(Provided data)

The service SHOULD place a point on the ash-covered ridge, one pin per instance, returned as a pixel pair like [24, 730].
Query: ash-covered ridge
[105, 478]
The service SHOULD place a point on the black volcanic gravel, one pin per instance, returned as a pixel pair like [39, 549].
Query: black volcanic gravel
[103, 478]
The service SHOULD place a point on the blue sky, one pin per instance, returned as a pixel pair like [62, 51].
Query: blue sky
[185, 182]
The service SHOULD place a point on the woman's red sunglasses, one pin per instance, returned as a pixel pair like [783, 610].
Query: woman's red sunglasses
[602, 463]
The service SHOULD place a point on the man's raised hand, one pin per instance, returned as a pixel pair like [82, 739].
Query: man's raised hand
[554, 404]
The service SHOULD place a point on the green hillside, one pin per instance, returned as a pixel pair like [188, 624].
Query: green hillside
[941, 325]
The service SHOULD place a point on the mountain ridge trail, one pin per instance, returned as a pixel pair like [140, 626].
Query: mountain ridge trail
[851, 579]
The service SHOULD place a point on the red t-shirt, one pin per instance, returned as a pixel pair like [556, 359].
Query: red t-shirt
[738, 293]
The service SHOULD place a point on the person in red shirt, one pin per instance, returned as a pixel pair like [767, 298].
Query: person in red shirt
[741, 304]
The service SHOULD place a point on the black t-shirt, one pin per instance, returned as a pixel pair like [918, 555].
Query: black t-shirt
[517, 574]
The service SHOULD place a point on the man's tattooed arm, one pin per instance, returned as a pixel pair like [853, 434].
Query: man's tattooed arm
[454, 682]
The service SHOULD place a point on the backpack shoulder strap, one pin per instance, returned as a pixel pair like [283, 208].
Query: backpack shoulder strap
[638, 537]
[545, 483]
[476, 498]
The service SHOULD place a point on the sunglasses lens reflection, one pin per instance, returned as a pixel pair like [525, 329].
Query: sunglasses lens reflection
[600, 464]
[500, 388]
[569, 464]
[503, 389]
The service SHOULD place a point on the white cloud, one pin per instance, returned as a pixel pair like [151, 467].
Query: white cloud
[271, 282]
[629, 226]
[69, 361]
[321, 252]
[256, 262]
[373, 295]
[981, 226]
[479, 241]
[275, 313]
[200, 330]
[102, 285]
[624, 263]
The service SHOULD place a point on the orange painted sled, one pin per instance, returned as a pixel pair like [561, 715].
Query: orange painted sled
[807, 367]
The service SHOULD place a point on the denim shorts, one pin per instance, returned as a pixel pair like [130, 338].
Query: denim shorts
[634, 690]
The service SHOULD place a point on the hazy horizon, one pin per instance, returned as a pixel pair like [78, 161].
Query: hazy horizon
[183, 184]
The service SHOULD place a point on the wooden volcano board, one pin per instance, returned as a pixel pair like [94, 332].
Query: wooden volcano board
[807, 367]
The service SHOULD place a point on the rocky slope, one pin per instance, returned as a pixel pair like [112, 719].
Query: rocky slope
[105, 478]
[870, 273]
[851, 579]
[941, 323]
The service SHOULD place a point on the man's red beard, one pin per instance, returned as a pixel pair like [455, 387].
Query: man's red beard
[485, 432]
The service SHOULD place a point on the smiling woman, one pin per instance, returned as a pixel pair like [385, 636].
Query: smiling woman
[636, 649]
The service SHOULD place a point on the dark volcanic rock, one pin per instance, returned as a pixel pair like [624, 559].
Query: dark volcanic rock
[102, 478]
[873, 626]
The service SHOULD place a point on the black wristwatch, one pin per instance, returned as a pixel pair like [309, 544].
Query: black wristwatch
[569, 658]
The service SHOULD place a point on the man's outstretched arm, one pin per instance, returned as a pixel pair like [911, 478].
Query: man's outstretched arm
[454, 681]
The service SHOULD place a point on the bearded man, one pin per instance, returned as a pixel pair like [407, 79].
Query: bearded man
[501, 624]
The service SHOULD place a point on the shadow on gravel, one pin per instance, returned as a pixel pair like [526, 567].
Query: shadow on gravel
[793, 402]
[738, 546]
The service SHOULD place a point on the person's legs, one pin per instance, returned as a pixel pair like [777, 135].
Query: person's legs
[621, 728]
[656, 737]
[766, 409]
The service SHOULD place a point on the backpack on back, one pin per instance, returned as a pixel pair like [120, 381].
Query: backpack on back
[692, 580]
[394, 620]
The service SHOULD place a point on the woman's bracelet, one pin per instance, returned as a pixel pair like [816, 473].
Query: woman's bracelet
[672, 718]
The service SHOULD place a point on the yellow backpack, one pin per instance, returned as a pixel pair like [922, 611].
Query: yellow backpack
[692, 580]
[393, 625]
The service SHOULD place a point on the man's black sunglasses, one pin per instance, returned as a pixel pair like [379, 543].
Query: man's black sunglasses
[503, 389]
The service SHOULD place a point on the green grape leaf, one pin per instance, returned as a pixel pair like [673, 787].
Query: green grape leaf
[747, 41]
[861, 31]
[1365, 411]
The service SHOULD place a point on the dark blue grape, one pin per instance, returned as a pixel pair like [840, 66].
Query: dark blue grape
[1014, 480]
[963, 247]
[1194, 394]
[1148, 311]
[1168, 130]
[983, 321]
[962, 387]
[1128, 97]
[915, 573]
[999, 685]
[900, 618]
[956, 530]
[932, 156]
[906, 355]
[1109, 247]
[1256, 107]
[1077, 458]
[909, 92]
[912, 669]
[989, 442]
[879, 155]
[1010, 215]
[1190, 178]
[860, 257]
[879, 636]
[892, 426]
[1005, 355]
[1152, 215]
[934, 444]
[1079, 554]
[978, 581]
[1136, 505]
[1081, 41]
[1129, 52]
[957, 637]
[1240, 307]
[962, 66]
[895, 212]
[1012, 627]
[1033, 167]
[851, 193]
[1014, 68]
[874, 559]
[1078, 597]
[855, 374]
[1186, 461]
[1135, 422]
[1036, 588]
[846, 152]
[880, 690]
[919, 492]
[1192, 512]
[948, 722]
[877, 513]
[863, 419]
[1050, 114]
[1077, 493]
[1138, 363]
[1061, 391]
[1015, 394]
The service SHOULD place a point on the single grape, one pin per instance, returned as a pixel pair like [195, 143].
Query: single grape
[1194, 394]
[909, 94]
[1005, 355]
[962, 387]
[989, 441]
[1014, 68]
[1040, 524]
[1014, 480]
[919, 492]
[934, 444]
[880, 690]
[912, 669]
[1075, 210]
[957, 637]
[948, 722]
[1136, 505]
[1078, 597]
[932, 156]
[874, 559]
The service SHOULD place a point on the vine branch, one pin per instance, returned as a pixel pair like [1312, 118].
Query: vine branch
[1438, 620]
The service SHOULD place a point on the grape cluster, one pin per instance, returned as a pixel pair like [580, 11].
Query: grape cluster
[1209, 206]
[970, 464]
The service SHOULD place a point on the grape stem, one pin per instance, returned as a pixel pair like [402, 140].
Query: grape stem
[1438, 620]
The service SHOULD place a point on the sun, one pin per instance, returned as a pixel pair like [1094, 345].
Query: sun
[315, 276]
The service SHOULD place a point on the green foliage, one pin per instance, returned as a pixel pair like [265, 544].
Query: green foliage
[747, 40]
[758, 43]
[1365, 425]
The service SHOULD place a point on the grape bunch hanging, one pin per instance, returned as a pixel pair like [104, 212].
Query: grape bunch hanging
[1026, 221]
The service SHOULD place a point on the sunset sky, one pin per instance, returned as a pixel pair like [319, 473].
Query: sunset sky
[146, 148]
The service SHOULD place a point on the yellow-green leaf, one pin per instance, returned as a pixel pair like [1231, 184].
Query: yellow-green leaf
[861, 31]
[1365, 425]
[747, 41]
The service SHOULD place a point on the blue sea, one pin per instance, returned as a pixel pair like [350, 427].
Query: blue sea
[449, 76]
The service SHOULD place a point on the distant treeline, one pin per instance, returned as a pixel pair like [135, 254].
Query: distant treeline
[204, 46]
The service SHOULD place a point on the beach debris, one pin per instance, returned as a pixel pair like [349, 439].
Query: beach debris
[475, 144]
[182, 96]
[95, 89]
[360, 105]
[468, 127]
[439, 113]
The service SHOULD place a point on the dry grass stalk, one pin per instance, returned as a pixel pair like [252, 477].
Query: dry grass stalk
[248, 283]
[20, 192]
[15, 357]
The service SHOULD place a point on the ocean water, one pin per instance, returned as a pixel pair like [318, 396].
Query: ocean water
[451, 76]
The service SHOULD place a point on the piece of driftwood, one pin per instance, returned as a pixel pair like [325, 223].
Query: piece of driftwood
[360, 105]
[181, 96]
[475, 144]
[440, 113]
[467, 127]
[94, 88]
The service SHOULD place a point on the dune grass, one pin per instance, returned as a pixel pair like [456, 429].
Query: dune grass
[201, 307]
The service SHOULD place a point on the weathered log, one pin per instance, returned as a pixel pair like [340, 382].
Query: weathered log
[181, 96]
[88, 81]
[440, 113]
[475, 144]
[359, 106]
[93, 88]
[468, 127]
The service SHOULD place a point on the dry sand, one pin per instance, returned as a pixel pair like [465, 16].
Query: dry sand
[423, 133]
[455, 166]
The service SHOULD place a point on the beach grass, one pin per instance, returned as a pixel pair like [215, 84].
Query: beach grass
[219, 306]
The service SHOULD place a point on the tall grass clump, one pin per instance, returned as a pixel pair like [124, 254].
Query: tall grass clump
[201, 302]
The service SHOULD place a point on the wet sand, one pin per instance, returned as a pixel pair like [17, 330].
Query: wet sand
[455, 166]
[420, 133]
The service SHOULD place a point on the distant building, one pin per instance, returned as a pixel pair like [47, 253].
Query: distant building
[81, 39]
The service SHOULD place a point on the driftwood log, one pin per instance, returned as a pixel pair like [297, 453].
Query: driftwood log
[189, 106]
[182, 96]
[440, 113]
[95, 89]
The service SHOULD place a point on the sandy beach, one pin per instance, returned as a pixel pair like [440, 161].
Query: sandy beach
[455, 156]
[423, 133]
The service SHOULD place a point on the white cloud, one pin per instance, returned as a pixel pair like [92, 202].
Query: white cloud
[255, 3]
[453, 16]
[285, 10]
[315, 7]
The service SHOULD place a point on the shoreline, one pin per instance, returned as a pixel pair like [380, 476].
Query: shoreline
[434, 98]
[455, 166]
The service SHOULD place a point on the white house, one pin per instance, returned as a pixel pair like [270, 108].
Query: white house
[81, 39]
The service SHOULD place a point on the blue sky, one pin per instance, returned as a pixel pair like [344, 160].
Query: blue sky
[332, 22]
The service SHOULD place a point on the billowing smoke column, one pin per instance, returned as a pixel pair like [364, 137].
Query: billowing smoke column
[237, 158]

(End Provided data)

[Exercise aim]:
Repeat, without changes, every line from the one that contains "The service SHOULD place a point on the billowing" through the final line of the data.

[Your solution]:
The service SHOULD place a point on the billowing smoke column, one pin per instance, returned as a pixel pair like [364, 137].
Query: billowing smoke column
[237, 158]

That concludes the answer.